BEGIN DATA

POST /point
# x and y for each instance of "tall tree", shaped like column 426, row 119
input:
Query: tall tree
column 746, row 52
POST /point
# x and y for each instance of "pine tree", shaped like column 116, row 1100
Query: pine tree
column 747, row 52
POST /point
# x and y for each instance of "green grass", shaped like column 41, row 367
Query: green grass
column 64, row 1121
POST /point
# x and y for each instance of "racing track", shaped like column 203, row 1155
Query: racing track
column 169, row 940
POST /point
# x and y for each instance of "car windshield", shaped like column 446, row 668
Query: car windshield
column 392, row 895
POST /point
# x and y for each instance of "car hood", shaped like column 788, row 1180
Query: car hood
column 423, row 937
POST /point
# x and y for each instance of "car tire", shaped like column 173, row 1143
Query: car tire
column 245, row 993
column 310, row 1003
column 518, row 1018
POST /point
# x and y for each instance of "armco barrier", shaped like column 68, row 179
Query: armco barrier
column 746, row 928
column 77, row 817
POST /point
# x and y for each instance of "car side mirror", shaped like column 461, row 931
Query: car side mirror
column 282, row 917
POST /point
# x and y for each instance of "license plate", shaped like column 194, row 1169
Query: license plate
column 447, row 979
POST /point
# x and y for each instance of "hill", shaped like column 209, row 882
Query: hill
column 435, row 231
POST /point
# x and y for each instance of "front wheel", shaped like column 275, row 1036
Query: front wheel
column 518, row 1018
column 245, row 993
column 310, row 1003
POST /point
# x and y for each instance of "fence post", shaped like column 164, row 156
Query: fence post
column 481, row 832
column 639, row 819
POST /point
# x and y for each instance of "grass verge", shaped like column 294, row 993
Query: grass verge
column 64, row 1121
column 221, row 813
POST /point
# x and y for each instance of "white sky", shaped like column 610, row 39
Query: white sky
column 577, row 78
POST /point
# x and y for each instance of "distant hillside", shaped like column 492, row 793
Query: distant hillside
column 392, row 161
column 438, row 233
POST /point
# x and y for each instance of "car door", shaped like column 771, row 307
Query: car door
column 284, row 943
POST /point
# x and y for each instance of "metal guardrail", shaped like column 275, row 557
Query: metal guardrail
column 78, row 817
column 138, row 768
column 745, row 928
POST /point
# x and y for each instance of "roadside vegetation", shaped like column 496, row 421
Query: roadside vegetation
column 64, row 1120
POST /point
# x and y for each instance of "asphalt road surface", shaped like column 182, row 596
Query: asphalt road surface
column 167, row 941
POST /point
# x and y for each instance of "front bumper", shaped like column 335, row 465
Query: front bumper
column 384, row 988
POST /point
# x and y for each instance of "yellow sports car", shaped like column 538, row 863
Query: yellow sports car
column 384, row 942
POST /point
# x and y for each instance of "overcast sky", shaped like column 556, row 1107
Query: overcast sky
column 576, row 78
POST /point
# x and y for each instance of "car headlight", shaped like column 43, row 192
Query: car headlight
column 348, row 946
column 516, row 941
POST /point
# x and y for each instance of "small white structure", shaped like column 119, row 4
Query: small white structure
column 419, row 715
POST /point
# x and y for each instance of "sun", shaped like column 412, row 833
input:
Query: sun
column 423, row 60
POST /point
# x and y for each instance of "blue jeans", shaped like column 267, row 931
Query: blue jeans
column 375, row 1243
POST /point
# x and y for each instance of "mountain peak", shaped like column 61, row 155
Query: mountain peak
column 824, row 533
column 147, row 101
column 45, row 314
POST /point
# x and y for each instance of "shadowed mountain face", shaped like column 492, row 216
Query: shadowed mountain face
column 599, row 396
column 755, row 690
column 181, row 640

END DATA

▸ **YOUR ASSIGNMENT**: Please return all of the entries exactly as they were given.

▸ **WRITTEN SOLUTION**:
POST /point
# x and y for each instance of "tall tree", shaped like column 426, row 119
input:
Query: tall tree
column 746, row 52
POST /point
# x and y for each instance of "pine tree", shaped like column 116, row 1100
Query: pine tree
column 747, row 52
POST /point
# x and y for each instance of "green grass", shaped like column 41, row 367
Query: green grass
column 64, row 1121
POST /point
# x and y for each instance of "racing track", shaped like column 203, row 1155
Query: racing track
column 169, row 940
POST /point
# x and y for each instance of "car windshield", shaped like column 446, row 668
Query: car windshield
column 392, row 895
POST /point
# x and y for each instance of "car hood", shaped like column 788, row 1180
Query: car hood
column 423, row 937
POST /point
# x and y for each instance of "car tire", shaped like column 173, row 1143
Query: car tire
column 245, row 993
column 310, row 1003
column 518, row 1018
POST /point
# x and y for each instance of "armco barrier", shaped like column 68, row 179
Query: armco barrier
column 746, row 928
column 77, row 817
POST /point
# x and y for each instance of "car side mirror", shaped like column 461, row 931
Query: car side mirror
column 282, row 917
POST /point
# x and y for each instance of "license plate", shaped like column 194, row 1169
Query: license plate
column 447, row 979
POST /point
# x and y for each instance of "hill", shaped like column 209, row 882
Query: hill
column 435, row 231
POST /point
# x and y for each instance of "front wheel", shaped like column 275, row 1036
Query: front wheel
column 518, row 1018
column 245, row 993
column 310, row 1003
POST /point
# x and y for each instance of "fence post", shaped like column 164, row 156
Query: fence post
column 481, row 832
column 639, row 819
POST /point
# x and y for each instance of "grass verge", shaped like column 294, row 993
Query: grass verge
column 64, row 1121
column 221, row 813
POST /point
# x and y for each instance of "white sky", shaped like column 610, row 39
Query: white sky
column 577, row 78
POST /point
# x and y for each instance of "distant hillside", shaped like column 492, row 793
Query: distant hillside
column 392, row 161
column 438, row 233
POST /point
# x and y for each instance of "car door", shaped like column 771, row 307
Query: car door
column 284, row 943
POST /point
# x and y for each instance of "metal guardrail", shaped like column 275, row 557
Query: metal guardrail
column 78, row 817
column 138, row 768
column 745, row 928
POST /point
# x and y for each instance of "roadside vegetation", shaped like column 496, row 421
Query: roadside vegetation
column 64, row 1120
POST /point
# x and y for each instance of "asphalt road surface", shaped like column 182, row 596
Query: asphalt road surface
column 167, row 941
POST /point
# x and y for each instance of "front bumper", shaped like column 335, row 465
Query: front bumper
column 384, row 988
POST /point
# x and y for each instance of "yellow sports car", shaped like column 538, row 863
Query: yellow sports car
column 384, row 942
POST /point
# x and y for each instance of "overcast sky", shaped like column 556, row 1107
Query: overcast sky
column 576, row 78
POST /point
# x and y for each instance of "car headlight", shaped like column 43, row 192
Query: car headlight
column 348, row 946
column 516, row 941
POST /point
# x and y for each instance of "small white structure", shaped like column 119, row 4
Query: small white structure
column 419, row 715
POST /point
# x and y for each instance of "sun", shaped like column 412, row 833
input:
Query: sun
column 423, row 60
POST /point
# x and y for each instance of "blue jeans", shaped like column 267, row 931
Query: blue jeans
column 375, row 1243
POST /point
# x and y for each instance of "mountain peak", shaped like column 61, row 155
Query: mountain peak
column 824, row 533
column 147, row 101
column 45, row 314
POST /point
# x and y for each instance of "shadowed mountain face", shaped like column 492, row 216
Query: shadowed mountain face
column 599, row 396
column 755, row 690
column 181, row 640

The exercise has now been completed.